**What is expected**
What lines of the data below hold "then"? Show them.
==================================================
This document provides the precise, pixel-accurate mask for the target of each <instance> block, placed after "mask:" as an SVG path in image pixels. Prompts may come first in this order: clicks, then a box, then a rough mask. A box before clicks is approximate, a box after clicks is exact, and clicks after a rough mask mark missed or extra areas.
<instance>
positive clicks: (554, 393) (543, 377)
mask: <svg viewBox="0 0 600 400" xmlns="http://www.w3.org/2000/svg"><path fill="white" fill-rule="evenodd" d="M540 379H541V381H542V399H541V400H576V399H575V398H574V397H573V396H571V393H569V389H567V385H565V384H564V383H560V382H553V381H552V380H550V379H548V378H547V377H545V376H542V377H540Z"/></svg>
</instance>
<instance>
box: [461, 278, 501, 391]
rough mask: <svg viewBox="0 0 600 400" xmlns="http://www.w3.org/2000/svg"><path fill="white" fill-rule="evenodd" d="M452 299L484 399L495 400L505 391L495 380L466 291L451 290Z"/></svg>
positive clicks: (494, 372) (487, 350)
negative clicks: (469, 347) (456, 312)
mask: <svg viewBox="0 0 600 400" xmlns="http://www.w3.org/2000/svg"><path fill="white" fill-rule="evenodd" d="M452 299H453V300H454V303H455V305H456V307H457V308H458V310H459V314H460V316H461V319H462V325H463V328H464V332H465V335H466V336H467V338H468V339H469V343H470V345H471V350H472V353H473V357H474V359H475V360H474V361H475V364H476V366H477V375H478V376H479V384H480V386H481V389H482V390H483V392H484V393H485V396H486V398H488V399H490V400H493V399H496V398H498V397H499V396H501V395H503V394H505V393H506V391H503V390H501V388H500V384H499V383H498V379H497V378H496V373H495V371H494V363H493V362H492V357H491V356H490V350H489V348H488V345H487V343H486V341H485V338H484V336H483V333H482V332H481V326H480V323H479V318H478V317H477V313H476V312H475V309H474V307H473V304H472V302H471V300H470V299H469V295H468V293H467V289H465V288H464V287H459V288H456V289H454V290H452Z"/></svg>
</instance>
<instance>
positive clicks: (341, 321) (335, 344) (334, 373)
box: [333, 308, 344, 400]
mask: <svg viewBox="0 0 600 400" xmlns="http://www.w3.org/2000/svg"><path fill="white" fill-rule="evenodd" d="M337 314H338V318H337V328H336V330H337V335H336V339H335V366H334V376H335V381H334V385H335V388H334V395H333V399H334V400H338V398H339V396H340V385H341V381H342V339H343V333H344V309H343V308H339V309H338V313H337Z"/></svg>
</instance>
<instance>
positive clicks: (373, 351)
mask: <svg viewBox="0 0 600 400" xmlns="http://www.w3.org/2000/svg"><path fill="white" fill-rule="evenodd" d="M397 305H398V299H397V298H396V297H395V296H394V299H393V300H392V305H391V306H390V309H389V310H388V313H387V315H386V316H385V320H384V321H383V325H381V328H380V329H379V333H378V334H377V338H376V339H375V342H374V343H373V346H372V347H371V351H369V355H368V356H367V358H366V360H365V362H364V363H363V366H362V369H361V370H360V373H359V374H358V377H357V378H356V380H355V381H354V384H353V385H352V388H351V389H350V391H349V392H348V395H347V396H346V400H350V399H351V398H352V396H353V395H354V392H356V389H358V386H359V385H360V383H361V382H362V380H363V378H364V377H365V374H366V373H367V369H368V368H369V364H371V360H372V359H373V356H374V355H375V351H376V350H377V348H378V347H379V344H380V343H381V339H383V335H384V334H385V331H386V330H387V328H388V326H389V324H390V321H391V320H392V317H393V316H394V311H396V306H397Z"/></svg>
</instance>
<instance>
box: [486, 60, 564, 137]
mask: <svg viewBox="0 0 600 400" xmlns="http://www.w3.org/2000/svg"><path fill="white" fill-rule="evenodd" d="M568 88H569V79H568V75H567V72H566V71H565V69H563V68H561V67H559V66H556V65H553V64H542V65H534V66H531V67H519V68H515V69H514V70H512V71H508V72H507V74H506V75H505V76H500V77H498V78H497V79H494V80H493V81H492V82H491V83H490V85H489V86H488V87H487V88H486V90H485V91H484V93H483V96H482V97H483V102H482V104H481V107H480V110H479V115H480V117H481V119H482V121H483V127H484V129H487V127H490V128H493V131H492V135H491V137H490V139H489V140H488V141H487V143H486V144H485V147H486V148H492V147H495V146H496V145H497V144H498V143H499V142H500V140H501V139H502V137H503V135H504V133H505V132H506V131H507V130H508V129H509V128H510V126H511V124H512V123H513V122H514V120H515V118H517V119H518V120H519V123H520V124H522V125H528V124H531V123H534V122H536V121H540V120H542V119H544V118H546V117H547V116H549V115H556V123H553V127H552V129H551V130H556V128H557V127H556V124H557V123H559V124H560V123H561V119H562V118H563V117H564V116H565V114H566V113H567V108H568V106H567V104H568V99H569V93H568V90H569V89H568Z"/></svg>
==================================================
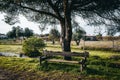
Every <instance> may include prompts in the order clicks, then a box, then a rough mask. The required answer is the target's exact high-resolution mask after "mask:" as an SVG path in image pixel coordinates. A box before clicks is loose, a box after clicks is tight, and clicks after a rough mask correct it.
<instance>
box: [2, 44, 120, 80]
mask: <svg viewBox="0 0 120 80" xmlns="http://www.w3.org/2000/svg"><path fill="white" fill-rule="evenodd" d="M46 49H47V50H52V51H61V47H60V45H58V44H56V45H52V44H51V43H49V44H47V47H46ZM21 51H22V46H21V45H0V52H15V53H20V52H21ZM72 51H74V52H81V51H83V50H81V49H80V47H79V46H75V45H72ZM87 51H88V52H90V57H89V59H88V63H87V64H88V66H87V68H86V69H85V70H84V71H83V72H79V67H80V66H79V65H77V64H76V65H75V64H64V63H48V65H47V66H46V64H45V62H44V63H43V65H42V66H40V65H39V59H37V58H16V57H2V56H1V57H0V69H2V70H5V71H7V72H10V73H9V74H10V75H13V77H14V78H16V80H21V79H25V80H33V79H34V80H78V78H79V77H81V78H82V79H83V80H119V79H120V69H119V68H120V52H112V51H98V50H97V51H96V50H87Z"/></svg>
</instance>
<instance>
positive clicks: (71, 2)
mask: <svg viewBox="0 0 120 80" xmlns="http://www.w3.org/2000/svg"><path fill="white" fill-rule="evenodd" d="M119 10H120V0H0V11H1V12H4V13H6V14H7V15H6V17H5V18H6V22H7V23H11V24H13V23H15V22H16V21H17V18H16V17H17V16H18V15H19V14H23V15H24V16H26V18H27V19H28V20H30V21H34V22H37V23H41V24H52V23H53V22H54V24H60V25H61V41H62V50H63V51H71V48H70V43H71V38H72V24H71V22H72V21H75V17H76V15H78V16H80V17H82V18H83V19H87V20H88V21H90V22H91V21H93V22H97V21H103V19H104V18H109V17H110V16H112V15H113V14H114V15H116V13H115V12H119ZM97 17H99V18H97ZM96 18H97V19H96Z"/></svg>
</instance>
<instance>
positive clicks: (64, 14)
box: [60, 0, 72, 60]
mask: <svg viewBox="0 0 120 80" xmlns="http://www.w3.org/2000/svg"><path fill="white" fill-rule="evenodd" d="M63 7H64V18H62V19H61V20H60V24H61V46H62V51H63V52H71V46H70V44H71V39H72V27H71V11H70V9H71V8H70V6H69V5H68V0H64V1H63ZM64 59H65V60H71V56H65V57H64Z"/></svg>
==================================================
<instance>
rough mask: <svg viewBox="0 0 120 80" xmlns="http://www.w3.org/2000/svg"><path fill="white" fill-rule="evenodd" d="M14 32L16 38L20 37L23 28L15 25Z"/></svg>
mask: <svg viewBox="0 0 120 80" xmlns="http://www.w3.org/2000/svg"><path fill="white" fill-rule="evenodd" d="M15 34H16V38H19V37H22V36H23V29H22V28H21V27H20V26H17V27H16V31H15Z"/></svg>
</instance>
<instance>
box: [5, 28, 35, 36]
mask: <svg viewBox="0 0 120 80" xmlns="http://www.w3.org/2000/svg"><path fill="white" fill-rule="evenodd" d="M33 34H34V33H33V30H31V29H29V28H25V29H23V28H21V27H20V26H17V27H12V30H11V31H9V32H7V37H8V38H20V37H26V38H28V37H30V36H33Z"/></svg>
==================================================
**Expected answer**
This document provides the precise, pixel-accurate mask for the target of each <instance> block, placed after "mask:" as an SVG path in image pixels. Prompts may come first in this order: clicks, then a box, then a rough mask. A box before clicks is approximate, a box after clicks is exact, and clicks after a rough mask mark missed or extra areas.
Every <instance> may include prompts in the order clicks, then a box, then a rough mask. The required answer is the target's exact high-resolution mask after "mask:" as an SVG path in image pixel coordinates. A box before clicks is loose, a box after clicks is tight, and clicks after a rough mask correct it.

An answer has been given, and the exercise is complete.